(Collected data entries):
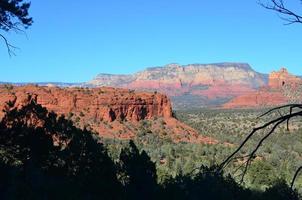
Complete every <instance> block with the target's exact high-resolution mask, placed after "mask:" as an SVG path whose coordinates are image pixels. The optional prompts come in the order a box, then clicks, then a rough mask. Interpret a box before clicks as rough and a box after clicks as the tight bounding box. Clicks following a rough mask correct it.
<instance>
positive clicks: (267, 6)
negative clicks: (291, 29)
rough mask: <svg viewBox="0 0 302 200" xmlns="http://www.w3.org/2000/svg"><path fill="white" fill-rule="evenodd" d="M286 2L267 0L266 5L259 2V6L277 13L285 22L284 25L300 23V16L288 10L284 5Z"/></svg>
mask: <svg viewBox="0 0 302 200" xmlns="http://www.w3.org/2000/svg"><path fill="white" fill-rule="evenodd" d="M296 1H297V3H302V2H301V0H296ZM286 2H287V1H284V0H268V1H266V3H264V2H263V0H259V3H260V5H262V6H263V7H264V8H266V9H269V10H273V11H275V12H277V13H279V14H280V15H281V16H280V17H281V19H283V20H284V21H286V25H289V24H294V23H302V14H299V13H298V12H296V11H294V10H292V9H290V8H289V7H288V6H287V5H286Z"/></svg>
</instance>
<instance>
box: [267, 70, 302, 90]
mask: <svg viewBox="0 0 302 200" xmlns="http://www.w3.org/2000/svg"><path fill="white" fill-rule="evenodd" d="M301 84H302V79H301V78H299V77H297V76H294V75H292V74H289V73H288V71H287V69H286V68H284V67H283V68H281V69H280V71H278V72H272V73H271V74H270V75H269V82H268V86H269V87H270V88H274V89H281V88H282V87H283V86H285V85H290V86H291V87H297V86H298V85H301Z"/></svg>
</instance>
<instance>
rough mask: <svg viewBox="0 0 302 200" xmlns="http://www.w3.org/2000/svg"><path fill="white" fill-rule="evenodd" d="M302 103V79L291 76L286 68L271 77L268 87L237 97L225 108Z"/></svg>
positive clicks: (228, 102) (226, 105) (291, 75)
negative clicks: (287, 103)
mask: <svg viewBox="0 0 302 200" xmlns="http://www.w3.org/2000/svg"><path fill="white" fill-rule="evenodd" d="M292 102H295V103H301V102H302V79H301V78H299V77H297V76H294V75H291V74H289V73H288V71H287V70H286V69H285V68H281V70H280V71H278V72H272V73H271V74H270V75H269V83H268V86H267V87H263V88H261V89H259V90H258V91H255V92H250V93H248V94H245V95H240V96H238V97H235V98H234V99H232V100H231V101H229V102H228V103H226V104H224V106H223V107H224V108H247V107H248V108H253V107H268V106H278V105H282V104H287V103H292Z"/></svg>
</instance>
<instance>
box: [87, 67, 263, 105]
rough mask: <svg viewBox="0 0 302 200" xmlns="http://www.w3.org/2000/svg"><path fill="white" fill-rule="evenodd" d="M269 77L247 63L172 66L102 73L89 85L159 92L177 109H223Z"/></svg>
mask: <svg viewBox="0 0 302 200" xmlns="http://www.w3.org/2000/svg"><path fill="white" fill-rule="evenodd" d="M267 83H268V75H266V74H261V73H258V72H256V71H254V70H253V69H252V68H251V66H250V65H249V64H246V63H218V64H190V65H178V64H169V65H166V66H163V67H151V68H147V69H146V70H144V71H141V72H137V73H135V74H132V75H112V74H99V75H98V76H96V78H94V79H93V80H92V81H89V82H88V83H87V85H88V86H91V87H97V86H112V87H121V88H129V89H136V90H147V91H159V92H161V93H165V94H167V95H168V96H170V97H171V99H172V101H173V107H174V108H176V109H184V108H192V107H205V106H220V105H222V104H224V103H226V102H228V101H229V100H231V99H232V98H234V97H237V96H239V95H242V94H246V93H249V92H252V91H255V90H257V89H258V88H260V87H262V86H265V85H267Z"/></svg>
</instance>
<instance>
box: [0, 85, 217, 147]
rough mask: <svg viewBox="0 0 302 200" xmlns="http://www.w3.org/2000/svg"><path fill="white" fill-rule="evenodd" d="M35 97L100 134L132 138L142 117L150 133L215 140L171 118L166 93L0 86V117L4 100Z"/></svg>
mask: <svg viewBox="0 0 302 200" xmlns="http://www.w3.org/2000/svg"><path fill="white" fill-rule="evenodd" d="M30 98H34V99H35V101H36V102H37V103H38V104H41V105H42V106H43V107H46V108H47V109H48V110H49V111H54V112H55V113H57V114H64V115H65V116H66V117H67V118H69V119H71V120H73V121H74V123H75V125H76V126H78V127H84V126H85V127H88V128H89V129H91V130H92V131H94V132H97V133H98V134H99V135H100V136H103V137H116V138H126V139H129V138H132V137H135V135H136V133H137V132H138V131H139V130H138V127H139V126H140V123H141V122H142V120H149V121H150V122H151V126H150V129H151V130H152V132H156V133H161V134H163V135H168V136H169V137H171V138H172V139H173V140H174V141H177V142H178V141H187V142H206V143H215V142H217V141H216V140H212V139H210V138H206V137H202V136H200V135H199V134H198V133H197V132H196V131H195V130H194V129H192V128H190V127H188V126H186V125H185V124H183V123H181V122H179V121H177V120H176V119H174V118H173V117H172V108H171V103H170V100H169V99H168V98H167V96H165V95H162V94H159V93H154V92H153V93H148V92H134V91H131V90H127V89H115V88H109V87H102V88H94V89H85V88H64V89H62V88H58V87H37V86H23V87H11V86H9V87H8V86H5V85H2V86H0V110H1V112H0V119H1V118H2V117H3V115H4V113H3V112H2V110H3V109H4V106H5V105H6V102H8V101H11V102H14V104H15V107H21V106H22V105H25V104H27V103H28V102H29V99H30Z"/></svg>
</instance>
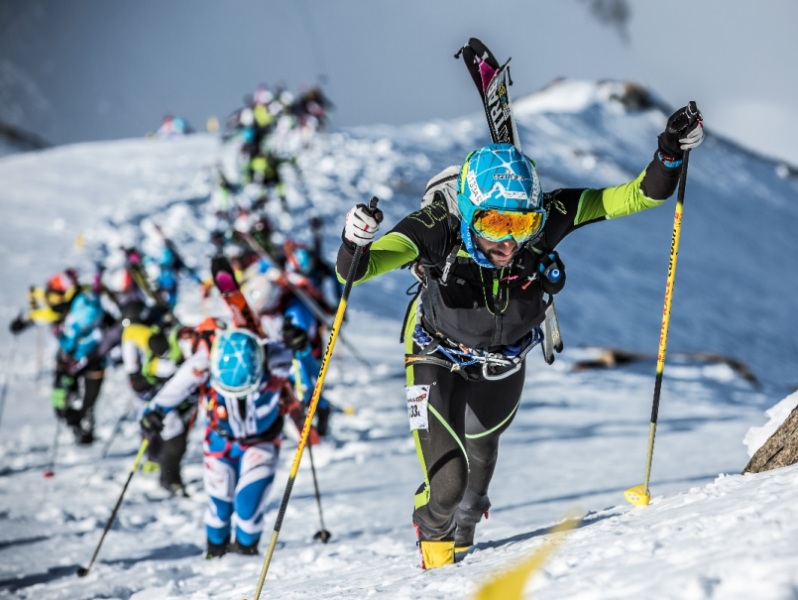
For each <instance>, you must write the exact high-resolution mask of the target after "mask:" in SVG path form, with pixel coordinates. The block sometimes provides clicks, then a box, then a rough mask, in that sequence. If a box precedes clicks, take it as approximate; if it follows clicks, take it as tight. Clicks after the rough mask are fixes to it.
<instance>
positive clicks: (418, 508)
mask: <svg viewBox="0 0 798 600" xmlns="http://www.w3.org/2000/svg"><path fill="white" fill-rule="evenodd" d="M414 349H415V350H416V351H418V349H417V348H414ZM525 371H526V369H525V366H522V367H521V369H520V370H519V371H518V372H516V373H513V374H512V375H510V376H508V377H506V378H504V379H499V380H492V381H486V380H482V381H467V380H466V379H465V378H464V377H463V376H461V375H459V374H457V373H452V372H450V371H448V370H446V369H445V368H443V367H440V366H436V365H432V364H428V363H414V364H412V365H410V366H408V371H407V383H408V386H429V391H428V396H427V397H428V414H427V416H428V424H429V425H428V429H426V430H424V429H416V430H414V431H413V435H414V437H415V440H416V447H417V450H418V454H419V460H420V461H421V465H422V468H423V469H424V472H425V484H426V488H427V492H428V493H429V499H428V501H426V503H425V500H426V498H424V497H423V495H421V496H420V497H419V496H417V498H416V509H415V511H414V513H413V520H414V522H415V523H416V524H417V525H418V526H419V528H420V529H421V533H422V536H423V537H424V539H433V540H435V539H449V538H450V537H451V535H452V533H453V531H454V527H455V524H454V514H455V511H456V510H457V506H458V505H459V504H460V501H461V500H462V499H463V496H464V495H465V492H466V488H468V489H469V491H471V492H473V493H474V494H476V495H478V496H487V494H488V486H489V485H490V481H491V479H492V477H493V471H494V469H495V467H496V459H497V457H498V453H499V437H500V436H501V434H502V432H504V430H505V429H507V427H509V425H510V423H511V422H512V420H513V417H514V416H515V413H516V409H517V408H518V403H519V401H520V399H521V391H522V389H523V385H524V374H525ZM422 494H423V492H422Z"/></svg>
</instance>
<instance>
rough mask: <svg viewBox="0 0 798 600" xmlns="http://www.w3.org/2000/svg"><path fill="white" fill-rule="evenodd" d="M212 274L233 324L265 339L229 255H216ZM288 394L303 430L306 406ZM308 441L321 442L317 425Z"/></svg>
mask: <svg viewBox="0 0 798 600" xmlns="http://www.w3.org/2000/svg"><path fill="white" fill-rule="evenodd" d="M211 274H212V275H213V283H214V285H215V286H216V289H217V290H219V294H220V295H221V297H222V300H223V301H224V303H225V304H226V305H227V307H228V308H229V309H230V312H231V313H232V318H233V325H234V326H235V327H241V328H244V329H249V330H250V331H251V332H252V333H254V334H255V335H257V336H258V337H259V338H261V339H265V338H266V334H265V333H264V331H263V327H262V326H261V323H260V319H259V318H258V316H257V315H256V314H255V312H254V311H253V310H252V307H250V306H249V304H248V303H247V299H246V297H245V296H244V293H243V292H242V291H241V287H240V286H239V285H238V281H237V280H236V276H235V271H234V270H233V266H232V265H231V264H230V261H229V260H228V259H227V257H225V256H216V257H214V258H213V259H212V260H211ZM287 396H288V397H287V398H285V400H284V402H285V411H286V414H287V415H288V416H289V417H290V418H291V420H292V421H293V423H294V425H296V428H297V431H302V427H303V426H304V424H305V410H304V407H303V406H302V403H301V402H299V400H298V399H297V397H296V395H295V394H294V393H290V394H287ZM308 442H309V443H310V445H311V446H315V445H316V444H318V443H319V434H318V432H317V431H316V428H315V427H311V428H310V436H309V438H308Z"/></svg>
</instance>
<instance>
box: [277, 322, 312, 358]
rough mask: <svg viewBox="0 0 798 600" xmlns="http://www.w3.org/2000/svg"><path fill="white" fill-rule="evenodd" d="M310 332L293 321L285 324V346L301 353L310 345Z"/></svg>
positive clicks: (295, 351)
mask: <svg viewBox="0 0 798 600" xmlns="http://www.w3.org/2000/svg"><path fill="white" fill-rule="evenodd" d="M309 341H310V340H309V339H308V332H307V331H305V330H304V329H302V328H301V327H298V326H296V325H294V324H293V323H292V322H291V321H285V322H284V323H283V344H285V347H286V348H288V349H289V350H292V351H293V352H300V351H302V350H304V349H305V347H306V346H307V345H308V342H309Z"/></svg>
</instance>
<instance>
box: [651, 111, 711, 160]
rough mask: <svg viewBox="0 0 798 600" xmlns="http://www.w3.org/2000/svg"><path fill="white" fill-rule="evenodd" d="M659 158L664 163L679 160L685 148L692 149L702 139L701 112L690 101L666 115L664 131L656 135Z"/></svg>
mask: <svg viewBox="0 0 798 600" xmlns="http://www.w3.org/2000/svg"><path fill="white" fill-rule="evenodd" d="M657 140H658V142H659V152H660V160H661V161H663V162H664V163H666V164H667V163H669V162H674V161H678V160H681V158H682V157H683V156H684V151H685V150H692V149H693V148H695V147H697V146H698V145H699V144H701V142H703V141H704V125H703V117H702V116H701V112H700V111H699V110H698V107H697V106H696V103H695V102H690V104H688V105H687V106H684V107H682V108H680V109H679V110H677V111H676V112H675V113H673V114H672V115H671V116H670V117H668V123H667V125H666V126H665V131H663V132H662V133H660V134H659V136H658V137H657Z"/></svg>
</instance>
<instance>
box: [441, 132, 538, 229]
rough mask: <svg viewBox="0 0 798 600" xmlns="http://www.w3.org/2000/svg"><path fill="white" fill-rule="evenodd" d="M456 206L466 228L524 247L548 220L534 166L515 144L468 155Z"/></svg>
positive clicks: (460, 177)
mask: <svg viewBox="0 0 798 600" xmlns="http://www.w3.org/2000/svg"><path fill="white" fill-rule="evenodd" d="M457 207H458V209H459V211H460V216H461V218H462V223H463V228H464V229H465V230H466V231H468V230H470V231H471V232H472V233H474V234H476V235H478V236H480V237H483V238H485V239H487V240H490V241H492V242H502V241H505V240H509V239H513V240H515V241H516V242H517V243H518V244H523V243H524V242H528V241H529V240H532V239H534V238H535V237H536V236H538V235H539V234H540V232H541V231H542V230H543V225H544V223H545V222H546V210H545V208H544V206H543V192H542V191H541V189H540V180H539V179H538V174H537V172H536V171H535V165H534V163H533V162H532V161H531V160H530V159H529V158H527V157H526V156H524V155H523V154H522V153H521V152H520V151H519V150H518V149H517V148H516V147H515V146H513V145H512V144H490V145H488V146H484V147H482V148H480V149H479V150H475V151H474V152H472V153H471V154H469V155H468V156H467V157H466V160H465V163H464V164H463V167H462V168H461V169H460V178H459V180H458V185H457Z"/></svg>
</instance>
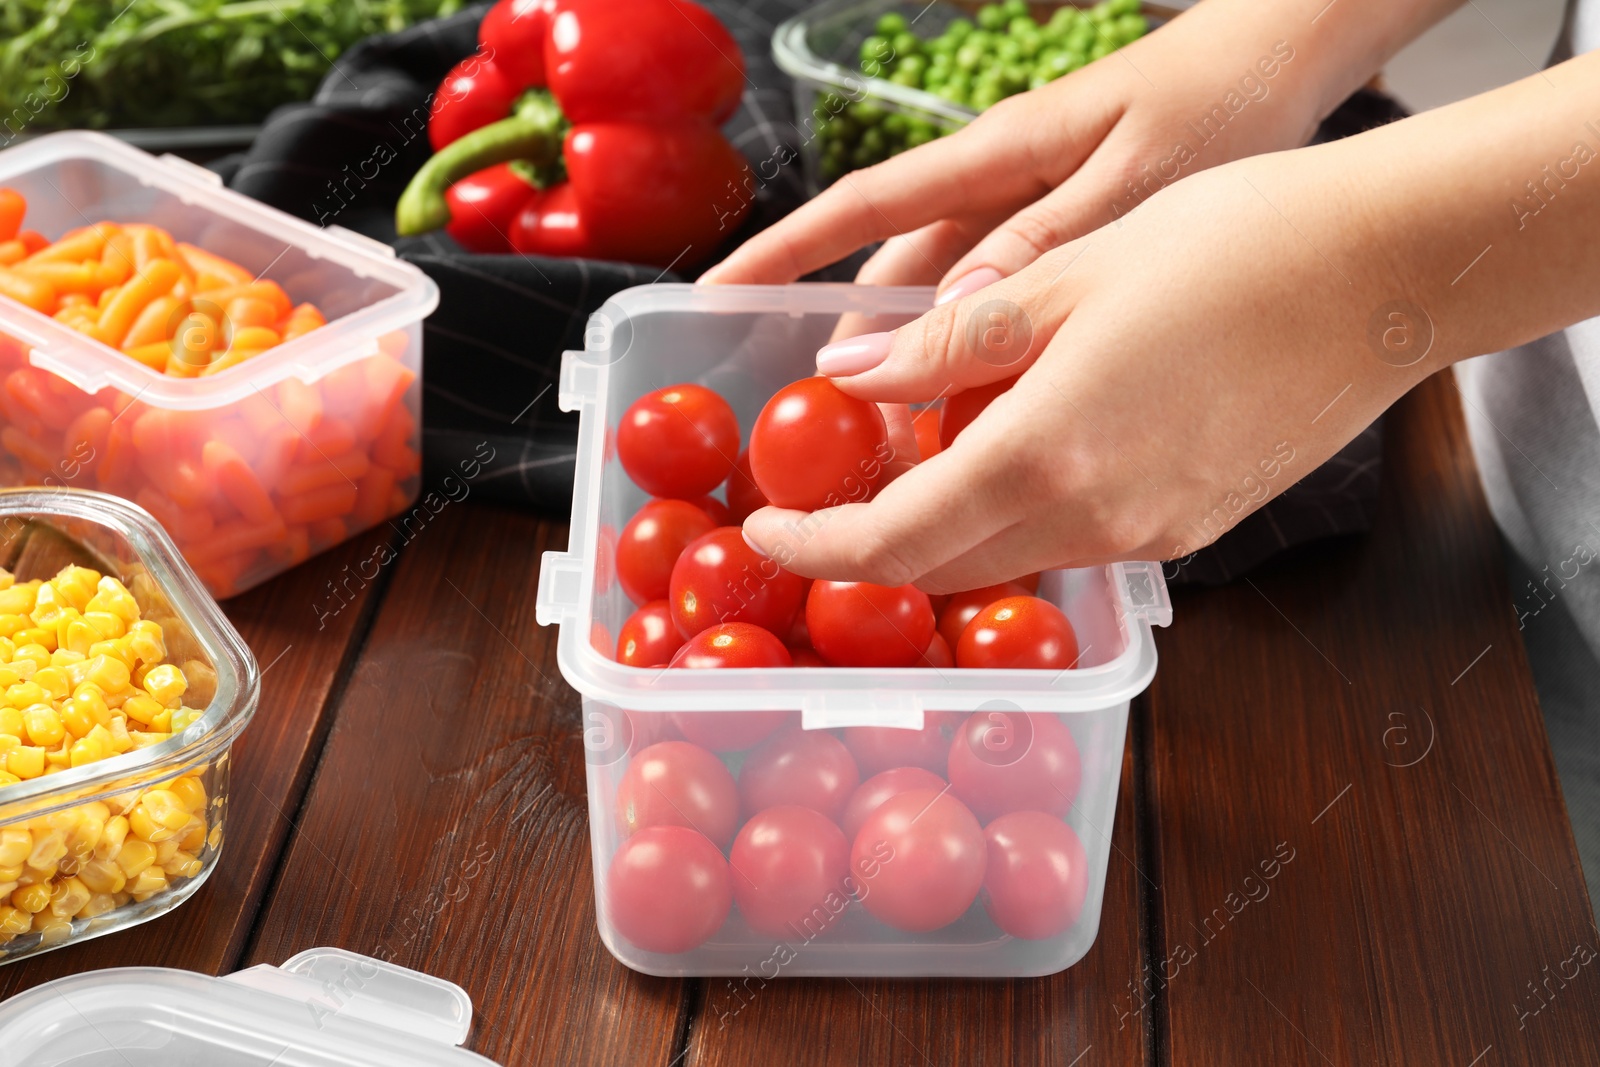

(EXERCISE OBJECTIVE):
Copy everything from the start of the entries down to the line with "2L267 0L266 5L259", putting "coarse mask" in place of "rough mask" and leaving everything else the same. Don't include the pictures.

(EXERCISE RESULT):
Complete every <instance> block with the target's exact high-resolution mask, placed after "mask:" as an SVG path whose coordinates are image pixels. The optional prompts come in the order a box, then clicks, then a coarse mask. Interpret a box before clicks as rough and a box after clicks as the tight bounding box. Clicks following a coarse mask correct it.
<instance>
positive clicks: (267, 6)
negative clicks: (291, 29)
coarse mask: <svg viewBox="0 0 302 200" xmlns="http://www.w3.org/2000/svg"><path fill="white" fill-rule="evenodd" d="M286 2L267 0L266 5L259 2V6L277 13L285 22L284 25L300 23V16L288 10L284 5Z"/></svg>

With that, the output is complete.